▶ [EXCERPTED PASSAGE]
++++

The planning for this year's NC Pride festivities went sideways early on. As usual, the parade was scheduled for the last Saturday in September. But no one on the Pride staff looked at a calendar and figured out that the event would overlap with Yom Kippur and thus exclude observant Jews. NC Pride apologized for the oversight; last month, organizers announced that they were scrapping the parade and pushing back the start time for the event until four o'clock, closer to sundown.
It was an ineffective balm to a self-inflicted wound, to be sure, casting a shadow over a normally jubilant celebration.
That's unfortunate—especially this year, when hard-fought LGBTQ rights gained over the last several decades are threatened by an ever-hostile White House and legislature, when Pride, a celebration rooted in open defiance of cultural disapprobation and a demand for recognition and equality, is needed more than ever.

++++

▶ [DATA SECTION]
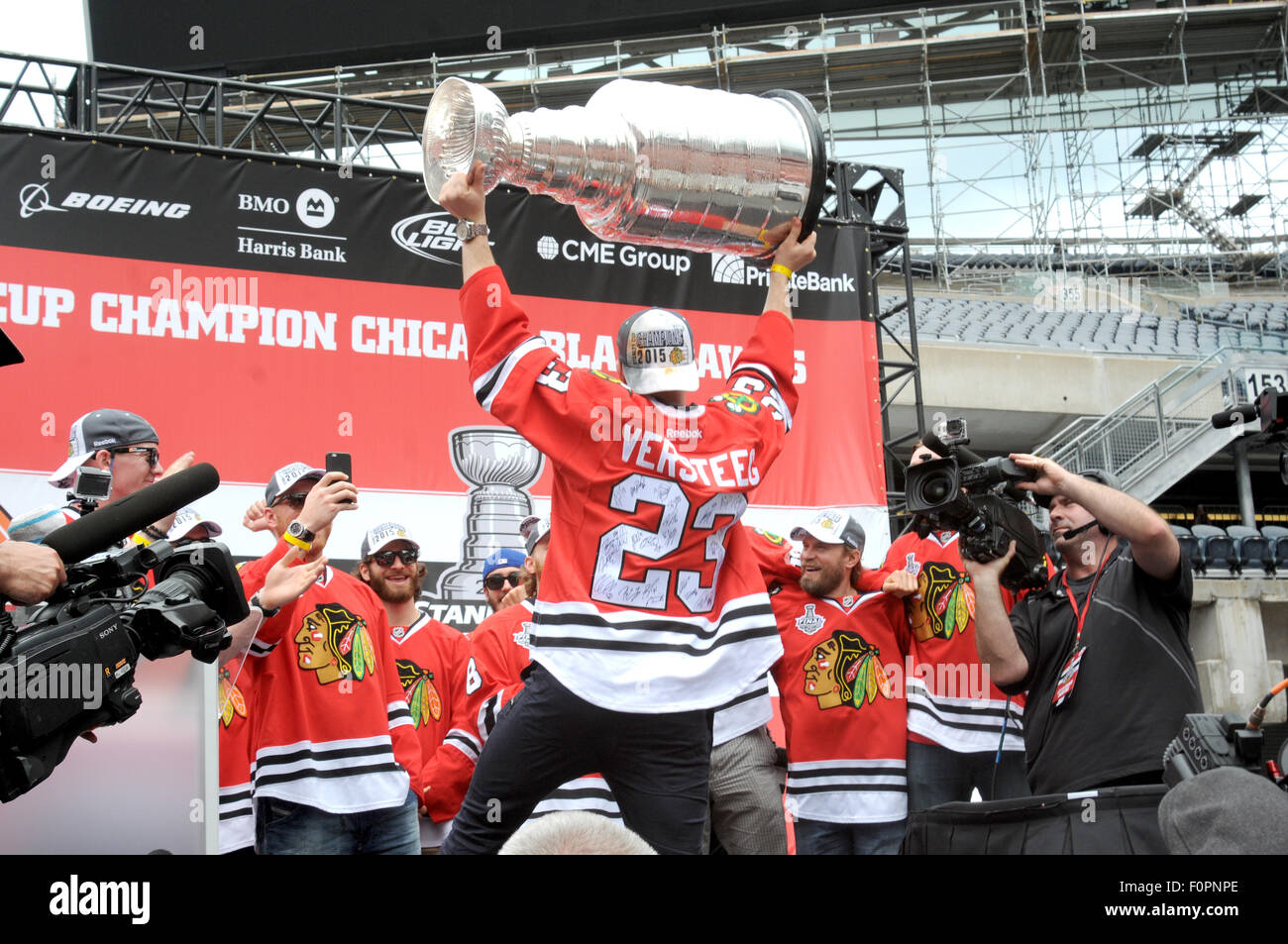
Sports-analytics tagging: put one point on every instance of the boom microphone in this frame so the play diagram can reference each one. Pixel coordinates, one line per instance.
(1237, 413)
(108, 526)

++++

▶ [WHAT TO DO]
**a)** In the passage on NC Pride, what new start time did organizers set for the event?
**b)** Extract the portion of the NC Pride passage from "The planning for" up to and including "normally jubilant celebration.".
**c)** Continue the passage about this year's NC Pride festivities, starting after its final sentence.

▶ [RESULTS BY TASK]
**a)** Four o'clock

**b)**
The planning for this year's NC Pride festivities went sideways early on. As usual, the parade was scheduled for the last Saturday in September. But no one on the Pride staff looked at a calendar and figured out that the event would overlap with Yom Kippur and thus exclude observant Jews. NC Pride apologized for the oversight; last month, organizers announced that they were scrapping the parade and pushing back the start time for the event until four o'clock, closer to sundown.
It was an ineffective balm to a self-inflicted wound, to be sure, casting a shadow over a normally jubilant celebration.

**c)**
In keeping with this great challenge of our times, this year's Pride Issue profiles five people in the local LGBTQ community who are living up to the commitment for justice embodied in the legacy of Stonewall, the 1969 riots that served as a catalyst for the gay rights movement. These are not just champions of LGBTQ rights, but LGBTQ individuals who are using their activism or their art or their work to fight for the rights of marginalized and sometimes-forgotten populations within and beyond the queer community: elderly gay people forced back into the closet; people suffering from mental health issues and addiction; working-class folks trying to eke out a decent living; those on the losing end of institutional white supremacy and transphobia.
But first, I'd be remiss if I didn't take the opportunity to mark the passing of my own champion. In last year's Pride Issue, I asked a friend and former colleague, Billy Manes, to write about the aftermath of the Pulse massacre. Billy was the editor in chief of Watermark, an LGBTQ-focused publication in Orlando, and in that role, he had unique insight into the tragedy. And he wrote about it beautifully, as he always did.
I got to know Billy a decade ago, when we were staff writers at the Orlando Weekly. He was kind, funny, clever, thoughtful, tireless, undyingly passionate, haunted by unspeakable demons but determined not to let them win. After his longtime partner died in 2012 and his partner's family tried to claim what was left of the estate, Billy became a force of nature, a champion for marriage equality and all of the property rights that went along with it. After Pulse, he became something of a national spokesman for the Orlando gay community and an advocate for gun control.
But through it all, he was Billy Manes, one of my dearest friends, one of the most pure-hearted human beings I've ever encountered.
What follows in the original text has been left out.